Суть задания ▸
Согласуются ли с выбранным текстом утверждения ниже? На каждое ответьте «да» или «нет» и приведите решающие слова текста дословной цитатой.
1. В стихотворении говорящий ищет в чертах той, к кому обращается, другие черты.
2. В стилистическом эксперименте форму «глазах» заменяют формой «очах».
3. По словам автора разбора, выравнивание стилистического регистра усиливает противопоставление высокого и обыденного.

Выбранный текст ▸
== == ==
Нет, не тебя так пылко я люблю.
Не для меня красы твоей блистанье:
Люблю в тебе я прошлое страданье
И молодость погибшую мою,

Когда порой я на тебя смотрю,
В твои глаза вникая долгим взором:
Таинственным я занят разговором.
Но не с тобой я сердцем говорю

Я говорю с подругой юных дней,
В твоих чертах ищу черты другие,
В устах живых уста давно немые,
В глазах огонь угаснувших очей.

В данном стихотворении особое внимание обращает на себя последняя строка: «В глазах огонь угаснувших очей».

Чем объяснить использование здесь синонимов, различающихся стилистической окраской: "глазах" – "очей"? Для ответа на этот вопрос проведем стилистический эксперимент. Заменим форму «глазах» синонимичной ей по значению формой «очах»:
«В очах огонь угаснувших очей» (возможен и другой вариант трансформации: «В глазах огонь угасших глаз»). Что при этом происходит? Выравнивание стилистического регистра приводит к тому, что исчезает противопоставление высокого и обыденного, и тем самым все стихотворение, которое построено на контрасте прошлого и настоящего, идеала и действительности, оказывается незавершенным.
== == ==
Фрагменты записей ▸

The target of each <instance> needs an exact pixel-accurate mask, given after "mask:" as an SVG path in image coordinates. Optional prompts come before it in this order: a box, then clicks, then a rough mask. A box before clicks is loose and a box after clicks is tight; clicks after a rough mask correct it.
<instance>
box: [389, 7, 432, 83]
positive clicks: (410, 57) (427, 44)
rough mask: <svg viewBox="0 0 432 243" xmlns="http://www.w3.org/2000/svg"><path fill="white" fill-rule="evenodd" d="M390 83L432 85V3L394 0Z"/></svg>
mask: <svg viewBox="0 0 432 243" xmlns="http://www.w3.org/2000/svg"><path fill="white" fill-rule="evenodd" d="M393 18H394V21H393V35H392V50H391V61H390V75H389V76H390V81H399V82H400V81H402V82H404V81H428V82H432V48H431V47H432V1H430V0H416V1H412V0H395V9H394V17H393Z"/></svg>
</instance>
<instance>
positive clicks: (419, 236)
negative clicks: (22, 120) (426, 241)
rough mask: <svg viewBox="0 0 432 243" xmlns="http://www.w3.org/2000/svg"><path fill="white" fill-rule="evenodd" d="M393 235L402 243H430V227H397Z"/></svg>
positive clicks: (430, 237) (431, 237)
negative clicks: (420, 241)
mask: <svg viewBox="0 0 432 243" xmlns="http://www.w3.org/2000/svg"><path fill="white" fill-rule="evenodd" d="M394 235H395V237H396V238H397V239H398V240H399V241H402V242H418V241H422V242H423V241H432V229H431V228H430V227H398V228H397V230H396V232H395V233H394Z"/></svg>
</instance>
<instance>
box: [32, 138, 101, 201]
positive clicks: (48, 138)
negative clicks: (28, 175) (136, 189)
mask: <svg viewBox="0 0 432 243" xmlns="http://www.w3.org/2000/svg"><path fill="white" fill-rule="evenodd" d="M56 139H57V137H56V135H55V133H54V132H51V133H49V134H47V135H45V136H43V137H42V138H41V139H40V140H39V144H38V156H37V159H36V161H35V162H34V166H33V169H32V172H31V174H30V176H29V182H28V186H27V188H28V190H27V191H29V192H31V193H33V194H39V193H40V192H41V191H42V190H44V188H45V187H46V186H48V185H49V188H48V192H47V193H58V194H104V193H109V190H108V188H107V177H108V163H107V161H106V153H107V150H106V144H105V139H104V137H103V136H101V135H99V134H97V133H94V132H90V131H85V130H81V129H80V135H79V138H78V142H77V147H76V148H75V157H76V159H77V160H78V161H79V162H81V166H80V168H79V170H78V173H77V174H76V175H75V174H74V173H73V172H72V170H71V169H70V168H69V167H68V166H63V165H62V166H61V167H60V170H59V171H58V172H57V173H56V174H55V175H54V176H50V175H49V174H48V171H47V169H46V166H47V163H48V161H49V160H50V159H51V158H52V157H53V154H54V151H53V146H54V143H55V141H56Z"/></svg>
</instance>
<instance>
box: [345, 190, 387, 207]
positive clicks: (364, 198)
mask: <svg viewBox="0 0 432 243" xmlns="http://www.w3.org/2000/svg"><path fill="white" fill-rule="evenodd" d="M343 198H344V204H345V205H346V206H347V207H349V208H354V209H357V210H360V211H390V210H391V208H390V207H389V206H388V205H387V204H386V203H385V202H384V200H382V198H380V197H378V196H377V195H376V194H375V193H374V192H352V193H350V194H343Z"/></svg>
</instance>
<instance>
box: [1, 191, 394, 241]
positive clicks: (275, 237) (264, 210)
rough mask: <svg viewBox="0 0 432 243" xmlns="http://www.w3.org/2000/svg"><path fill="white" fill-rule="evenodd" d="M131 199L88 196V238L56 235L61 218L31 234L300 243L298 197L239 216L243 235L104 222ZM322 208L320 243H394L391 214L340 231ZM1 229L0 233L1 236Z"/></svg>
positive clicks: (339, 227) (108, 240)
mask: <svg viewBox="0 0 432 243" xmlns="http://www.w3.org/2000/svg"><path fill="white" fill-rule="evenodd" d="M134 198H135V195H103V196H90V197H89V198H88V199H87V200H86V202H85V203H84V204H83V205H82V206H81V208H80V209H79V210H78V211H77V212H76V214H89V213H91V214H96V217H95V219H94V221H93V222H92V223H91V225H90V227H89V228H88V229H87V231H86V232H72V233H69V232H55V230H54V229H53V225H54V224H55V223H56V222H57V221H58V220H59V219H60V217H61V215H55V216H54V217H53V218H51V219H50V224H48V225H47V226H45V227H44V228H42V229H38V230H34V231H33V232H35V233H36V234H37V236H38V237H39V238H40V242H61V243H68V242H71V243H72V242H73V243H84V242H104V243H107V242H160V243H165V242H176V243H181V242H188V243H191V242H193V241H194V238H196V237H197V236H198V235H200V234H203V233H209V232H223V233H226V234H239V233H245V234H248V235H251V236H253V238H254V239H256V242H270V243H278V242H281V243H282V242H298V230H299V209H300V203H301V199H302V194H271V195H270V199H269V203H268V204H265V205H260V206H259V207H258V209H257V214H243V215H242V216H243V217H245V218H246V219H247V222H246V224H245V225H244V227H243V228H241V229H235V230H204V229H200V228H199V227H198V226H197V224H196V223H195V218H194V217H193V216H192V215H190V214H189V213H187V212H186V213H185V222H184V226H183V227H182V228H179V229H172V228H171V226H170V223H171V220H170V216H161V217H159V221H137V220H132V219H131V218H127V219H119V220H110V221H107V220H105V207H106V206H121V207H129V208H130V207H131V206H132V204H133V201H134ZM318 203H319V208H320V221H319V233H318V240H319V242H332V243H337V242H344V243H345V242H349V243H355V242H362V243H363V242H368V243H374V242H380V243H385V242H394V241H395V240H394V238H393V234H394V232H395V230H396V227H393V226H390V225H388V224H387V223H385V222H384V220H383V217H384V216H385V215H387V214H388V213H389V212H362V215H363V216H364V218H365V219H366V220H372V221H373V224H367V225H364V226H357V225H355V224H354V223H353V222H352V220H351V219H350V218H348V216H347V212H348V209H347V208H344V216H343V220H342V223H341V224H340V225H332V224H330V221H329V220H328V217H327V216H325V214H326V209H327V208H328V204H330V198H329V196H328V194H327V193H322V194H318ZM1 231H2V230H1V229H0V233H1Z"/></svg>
== == ==
Решение задачи ▸
1. Да: «В твоих чертах ищу черты другие».
2. Да: «Заменим форму „глазах“ синонимичной ей по значению формой „очах“».
3. Нет: «исчезает противопоставление высокого и обыденного».